== GIVEN INSTRUCTION ==
How many lines in the listing below contain the string "skier"? Reply with the number alone.

== EXERCISE MATERIAL ==

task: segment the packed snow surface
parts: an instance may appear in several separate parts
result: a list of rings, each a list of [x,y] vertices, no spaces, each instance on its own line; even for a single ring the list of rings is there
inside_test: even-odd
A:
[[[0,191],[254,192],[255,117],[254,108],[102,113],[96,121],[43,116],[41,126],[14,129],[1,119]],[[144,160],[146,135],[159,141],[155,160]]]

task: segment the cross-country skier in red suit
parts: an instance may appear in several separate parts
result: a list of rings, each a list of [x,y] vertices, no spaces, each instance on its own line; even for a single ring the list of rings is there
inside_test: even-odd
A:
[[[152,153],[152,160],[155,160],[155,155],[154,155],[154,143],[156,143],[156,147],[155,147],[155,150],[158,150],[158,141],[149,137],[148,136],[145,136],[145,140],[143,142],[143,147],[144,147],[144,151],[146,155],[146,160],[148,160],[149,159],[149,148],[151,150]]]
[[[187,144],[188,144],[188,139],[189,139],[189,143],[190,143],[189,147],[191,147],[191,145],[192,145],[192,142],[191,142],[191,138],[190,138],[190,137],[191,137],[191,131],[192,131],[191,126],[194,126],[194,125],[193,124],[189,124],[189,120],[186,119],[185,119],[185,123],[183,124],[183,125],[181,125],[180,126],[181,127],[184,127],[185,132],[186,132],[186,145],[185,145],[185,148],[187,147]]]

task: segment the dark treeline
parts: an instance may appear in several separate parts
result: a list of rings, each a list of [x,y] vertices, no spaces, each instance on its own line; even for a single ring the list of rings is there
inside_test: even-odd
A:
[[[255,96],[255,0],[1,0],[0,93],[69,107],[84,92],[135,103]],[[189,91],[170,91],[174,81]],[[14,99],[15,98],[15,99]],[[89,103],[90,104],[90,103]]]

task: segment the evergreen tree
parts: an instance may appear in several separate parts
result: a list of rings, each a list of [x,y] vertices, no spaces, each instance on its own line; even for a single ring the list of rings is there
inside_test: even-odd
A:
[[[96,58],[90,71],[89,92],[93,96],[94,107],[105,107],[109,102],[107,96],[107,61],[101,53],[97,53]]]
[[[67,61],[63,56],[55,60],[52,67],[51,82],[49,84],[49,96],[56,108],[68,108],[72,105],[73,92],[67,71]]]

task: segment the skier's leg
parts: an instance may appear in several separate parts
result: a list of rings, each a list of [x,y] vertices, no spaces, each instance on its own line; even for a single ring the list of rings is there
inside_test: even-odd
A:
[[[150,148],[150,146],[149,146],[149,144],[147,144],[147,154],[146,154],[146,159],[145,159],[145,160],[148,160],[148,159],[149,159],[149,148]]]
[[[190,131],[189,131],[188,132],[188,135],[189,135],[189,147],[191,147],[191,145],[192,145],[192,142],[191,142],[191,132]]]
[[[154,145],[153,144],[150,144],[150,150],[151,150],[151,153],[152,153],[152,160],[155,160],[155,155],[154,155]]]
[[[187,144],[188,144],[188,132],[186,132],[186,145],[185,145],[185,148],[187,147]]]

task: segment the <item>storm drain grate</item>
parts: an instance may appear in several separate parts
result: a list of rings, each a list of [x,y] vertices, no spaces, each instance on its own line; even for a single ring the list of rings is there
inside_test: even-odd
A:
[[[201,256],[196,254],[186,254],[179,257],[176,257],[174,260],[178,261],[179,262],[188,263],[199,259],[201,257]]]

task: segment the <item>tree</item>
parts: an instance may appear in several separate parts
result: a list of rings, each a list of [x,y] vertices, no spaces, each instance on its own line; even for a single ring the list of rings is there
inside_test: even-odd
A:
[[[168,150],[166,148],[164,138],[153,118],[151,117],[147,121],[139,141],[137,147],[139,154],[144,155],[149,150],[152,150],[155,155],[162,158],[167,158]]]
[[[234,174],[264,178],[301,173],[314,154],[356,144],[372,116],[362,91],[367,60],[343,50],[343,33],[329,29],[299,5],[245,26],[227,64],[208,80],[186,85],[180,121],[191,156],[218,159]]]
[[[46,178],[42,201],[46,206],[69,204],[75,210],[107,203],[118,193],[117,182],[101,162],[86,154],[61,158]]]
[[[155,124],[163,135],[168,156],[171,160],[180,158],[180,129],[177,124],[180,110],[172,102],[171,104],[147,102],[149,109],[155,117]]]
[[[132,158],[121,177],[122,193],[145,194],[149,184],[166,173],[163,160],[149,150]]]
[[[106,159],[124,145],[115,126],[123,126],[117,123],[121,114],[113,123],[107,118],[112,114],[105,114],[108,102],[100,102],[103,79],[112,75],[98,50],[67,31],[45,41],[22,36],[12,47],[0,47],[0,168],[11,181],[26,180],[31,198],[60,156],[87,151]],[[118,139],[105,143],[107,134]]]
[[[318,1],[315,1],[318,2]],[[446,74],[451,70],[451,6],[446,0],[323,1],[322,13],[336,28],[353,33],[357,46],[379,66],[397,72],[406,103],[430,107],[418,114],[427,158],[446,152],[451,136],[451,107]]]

== COMPLETED TASK ==
2